*** Block opens ***

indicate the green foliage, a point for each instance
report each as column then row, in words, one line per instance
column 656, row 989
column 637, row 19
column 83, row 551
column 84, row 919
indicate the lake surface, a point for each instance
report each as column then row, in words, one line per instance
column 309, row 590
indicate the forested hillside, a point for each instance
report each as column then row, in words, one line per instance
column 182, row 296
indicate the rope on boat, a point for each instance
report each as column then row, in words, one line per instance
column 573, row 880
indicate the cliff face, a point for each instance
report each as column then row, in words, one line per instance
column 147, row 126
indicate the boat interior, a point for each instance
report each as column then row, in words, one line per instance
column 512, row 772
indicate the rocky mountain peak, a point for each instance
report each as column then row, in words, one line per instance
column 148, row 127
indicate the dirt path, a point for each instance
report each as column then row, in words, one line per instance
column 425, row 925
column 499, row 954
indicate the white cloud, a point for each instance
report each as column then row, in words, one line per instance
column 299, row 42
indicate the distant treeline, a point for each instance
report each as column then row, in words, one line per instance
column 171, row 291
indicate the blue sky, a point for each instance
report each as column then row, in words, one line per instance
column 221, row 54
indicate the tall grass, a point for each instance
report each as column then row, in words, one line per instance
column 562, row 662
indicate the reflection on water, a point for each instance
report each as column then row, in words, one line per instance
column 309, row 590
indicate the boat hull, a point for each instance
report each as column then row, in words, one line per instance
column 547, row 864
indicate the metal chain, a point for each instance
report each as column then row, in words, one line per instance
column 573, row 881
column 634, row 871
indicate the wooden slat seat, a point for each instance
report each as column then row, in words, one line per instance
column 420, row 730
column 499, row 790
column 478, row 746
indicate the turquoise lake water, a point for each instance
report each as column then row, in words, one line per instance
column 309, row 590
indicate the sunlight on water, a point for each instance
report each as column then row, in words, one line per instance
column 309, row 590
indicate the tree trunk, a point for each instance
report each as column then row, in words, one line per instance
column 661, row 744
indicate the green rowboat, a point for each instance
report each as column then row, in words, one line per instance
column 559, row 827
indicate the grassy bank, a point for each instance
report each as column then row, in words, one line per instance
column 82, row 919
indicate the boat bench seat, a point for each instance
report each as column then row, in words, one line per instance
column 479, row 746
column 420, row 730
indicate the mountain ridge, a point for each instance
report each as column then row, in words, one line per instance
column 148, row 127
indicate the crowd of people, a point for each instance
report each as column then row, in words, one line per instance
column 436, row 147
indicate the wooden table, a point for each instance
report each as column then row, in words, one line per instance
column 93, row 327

*** Block closes ***

• PROBLEM TO WORK ON
Report every line in the data that holds "green", copying each one.

• OUTPUT OF THE TASK
indicate the green foliage, a point for each instance
indicate the green rowboat, a point for each instance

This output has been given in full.